• Given records:
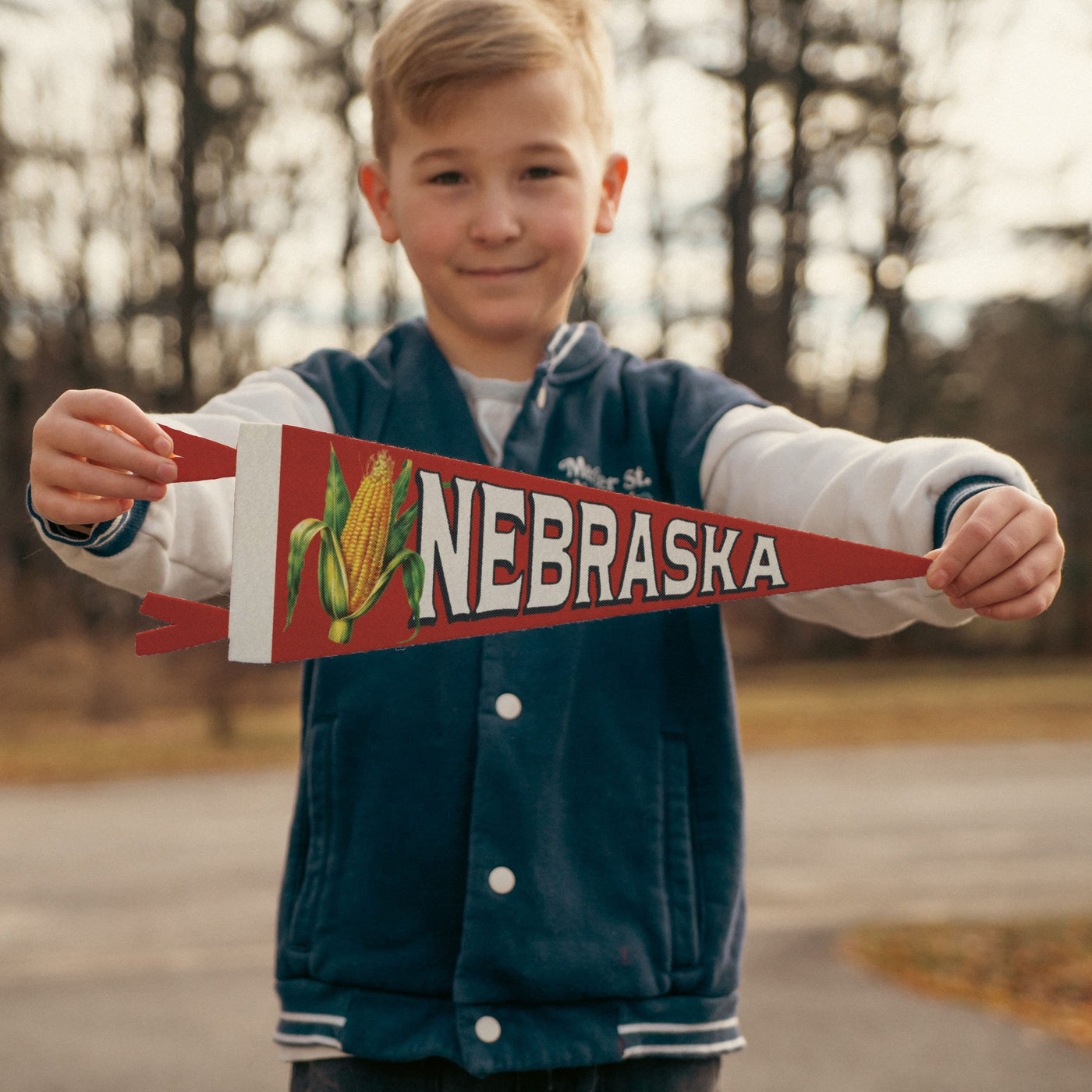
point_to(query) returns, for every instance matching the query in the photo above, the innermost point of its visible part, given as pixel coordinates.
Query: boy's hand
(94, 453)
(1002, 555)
* * *
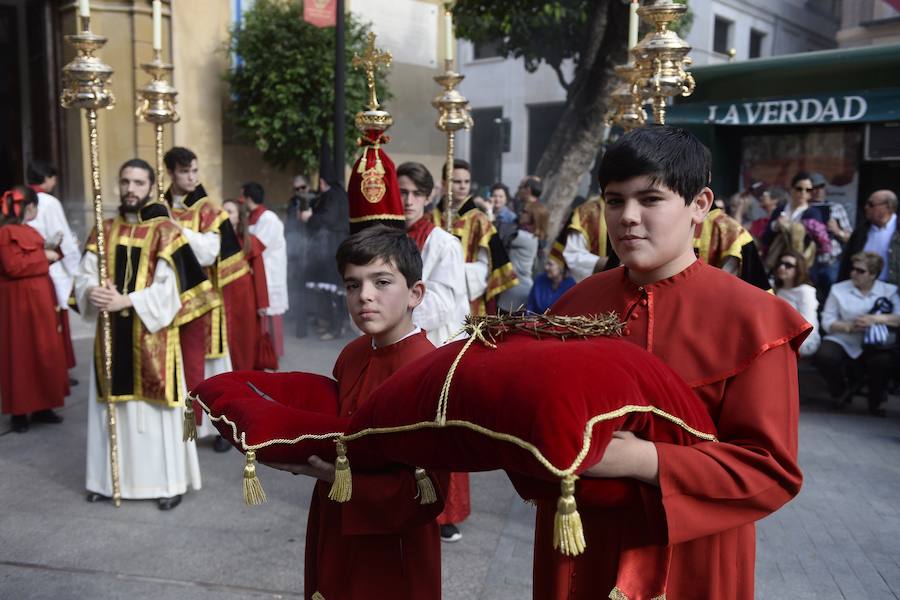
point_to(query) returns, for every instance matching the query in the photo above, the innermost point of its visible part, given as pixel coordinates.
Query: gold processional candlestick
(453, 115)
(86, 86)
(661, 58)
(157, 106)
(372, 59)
---
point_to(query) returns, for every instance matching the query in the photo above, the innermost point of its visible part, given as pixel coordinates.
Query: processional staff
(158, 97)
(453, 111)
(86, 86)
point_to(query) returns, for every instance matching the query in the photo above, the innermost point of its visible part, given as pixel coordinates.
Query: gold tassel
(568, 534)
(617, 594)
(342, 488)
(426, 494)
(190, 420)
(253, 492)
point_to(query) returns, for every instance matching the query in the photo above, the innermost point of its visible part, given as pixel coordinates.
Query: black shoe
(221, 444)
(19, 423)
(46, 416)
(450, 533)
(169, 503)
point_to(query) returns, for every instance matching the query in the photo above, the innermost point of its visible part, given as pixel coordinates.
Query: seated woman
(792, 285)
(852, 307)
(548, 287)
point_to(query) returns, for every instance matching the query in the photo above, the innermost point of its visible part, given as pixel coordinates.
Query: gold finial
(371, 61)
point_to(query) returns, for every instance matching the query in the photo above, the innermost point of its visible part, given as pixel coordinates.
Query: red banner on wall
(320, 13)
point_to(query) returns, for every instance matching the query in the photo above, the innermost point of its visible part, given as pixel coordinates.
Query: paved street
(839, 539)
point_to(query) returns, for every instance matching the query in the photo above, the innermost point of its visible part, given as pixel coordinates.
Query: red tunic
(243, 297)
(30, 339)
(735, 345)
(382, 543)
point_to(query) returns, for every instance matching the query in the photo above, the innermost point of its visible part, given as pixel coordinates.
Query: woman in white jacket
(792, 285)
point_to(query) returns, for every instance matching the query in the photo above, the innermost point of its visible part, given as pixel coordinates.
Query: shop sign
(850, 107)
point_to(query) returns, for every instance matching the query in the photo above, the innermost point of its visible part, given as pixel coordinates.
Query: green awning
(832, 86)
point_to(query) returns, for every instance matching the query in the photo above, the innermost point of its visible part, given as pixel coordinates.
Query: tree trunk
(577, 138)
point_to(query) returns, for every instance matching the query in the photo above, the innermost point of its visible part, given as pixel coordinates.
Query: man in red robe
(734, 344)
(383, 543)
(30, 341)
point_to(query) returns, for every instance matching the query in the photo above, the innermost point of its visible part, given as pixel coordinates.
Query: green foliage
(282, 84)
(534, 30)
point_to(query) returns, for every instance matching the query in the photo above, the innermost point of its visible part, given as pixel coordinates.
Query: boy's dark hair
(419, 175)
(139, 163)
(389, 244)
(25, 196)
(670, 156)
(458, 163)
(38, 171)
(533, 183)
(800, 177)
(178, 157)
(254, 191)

• Problem statement: Please filter the data above down to the lines containing the string "woman", and copy each one in full. Case counts.

• Complete output:
Query: seated woman
Query: woman in white jacket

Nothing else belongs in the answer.